Given instruction |
Repeat exactly, and only, the lines from the line containing "For every instance of the large boulder" through the last line of the records below, including both.

Records shown |
________________

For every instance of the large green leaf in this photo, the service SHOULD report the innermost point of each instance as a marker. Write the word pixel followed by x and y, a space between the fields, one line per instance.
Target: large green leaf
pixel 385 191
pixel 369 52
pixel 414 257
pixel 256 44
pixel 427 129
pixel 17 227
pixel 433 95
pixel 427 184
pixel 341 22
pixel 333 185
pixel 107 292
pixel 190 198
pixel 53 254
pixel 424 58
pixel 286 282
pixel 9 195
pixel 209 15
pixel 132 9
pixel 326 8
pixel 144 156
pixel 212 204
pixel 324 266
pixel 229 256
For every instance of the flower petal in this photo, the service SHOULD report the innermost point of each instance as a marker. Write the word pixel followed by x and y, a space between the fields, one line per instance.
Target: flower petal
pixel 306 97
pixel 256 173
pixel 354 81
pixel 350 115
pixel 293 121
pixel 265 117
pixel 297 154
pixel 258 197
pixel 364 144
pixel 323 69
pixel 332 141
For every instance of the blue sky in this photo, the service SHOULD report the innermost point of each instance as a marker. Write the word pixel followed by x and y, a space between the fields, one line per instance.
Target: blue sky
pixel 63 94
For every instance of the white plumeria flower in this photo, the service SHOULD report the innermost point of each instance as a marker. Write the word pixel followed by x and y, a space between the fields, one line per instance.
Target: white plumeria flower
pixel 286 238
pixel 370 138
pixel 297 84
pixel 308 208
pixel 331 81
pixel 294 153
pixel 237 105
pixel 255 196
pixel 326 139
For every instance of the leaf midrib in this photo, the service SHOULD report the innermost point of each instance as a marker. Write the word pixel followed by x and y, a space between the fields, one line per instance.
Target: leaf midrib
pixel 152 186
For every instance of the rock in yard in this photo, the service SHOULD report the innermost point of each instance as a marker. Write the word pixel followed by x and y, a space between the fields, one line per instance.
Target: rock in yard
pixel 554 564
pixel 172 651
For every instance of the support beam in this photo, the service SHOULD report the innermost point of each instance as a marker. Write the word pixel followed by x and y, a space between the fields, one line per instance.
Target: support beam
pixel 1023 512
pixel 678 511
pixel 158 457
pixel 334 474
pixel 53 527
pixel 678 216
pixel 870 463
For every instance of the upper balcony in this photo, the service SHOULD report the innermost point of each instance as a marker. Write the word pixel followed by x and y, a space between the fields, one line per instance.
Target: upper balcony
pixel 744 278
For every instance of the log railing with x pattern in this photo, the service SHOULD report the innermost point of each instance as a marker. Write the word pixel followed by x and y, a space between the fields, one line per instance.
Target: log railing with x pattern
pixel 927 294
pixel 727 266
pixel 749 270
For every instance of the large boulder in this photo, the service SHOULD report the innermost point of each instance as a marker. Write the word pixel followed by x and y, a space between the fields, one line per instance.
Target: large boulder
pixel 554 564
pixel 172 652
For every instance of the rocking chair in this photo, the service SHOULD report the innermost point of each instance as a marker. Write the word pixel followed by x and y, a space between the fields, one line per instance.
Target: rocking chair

________________

Written answer |
For every instance of the large boulder in this photo, the service SHOULD report the innermost point of each instance as a marker. Write the word pixel followed by x and y, a space between the fields, one line per instance.
Target: large boulder
pixel 554 564
pixel 172 652
For every instance of the rocking chair in this photo, the service SHOULD report the innermost point of each instance as a marker. Write the word pixel followed by x and y, a space between the fields, one line per instance.
Target: rocking chair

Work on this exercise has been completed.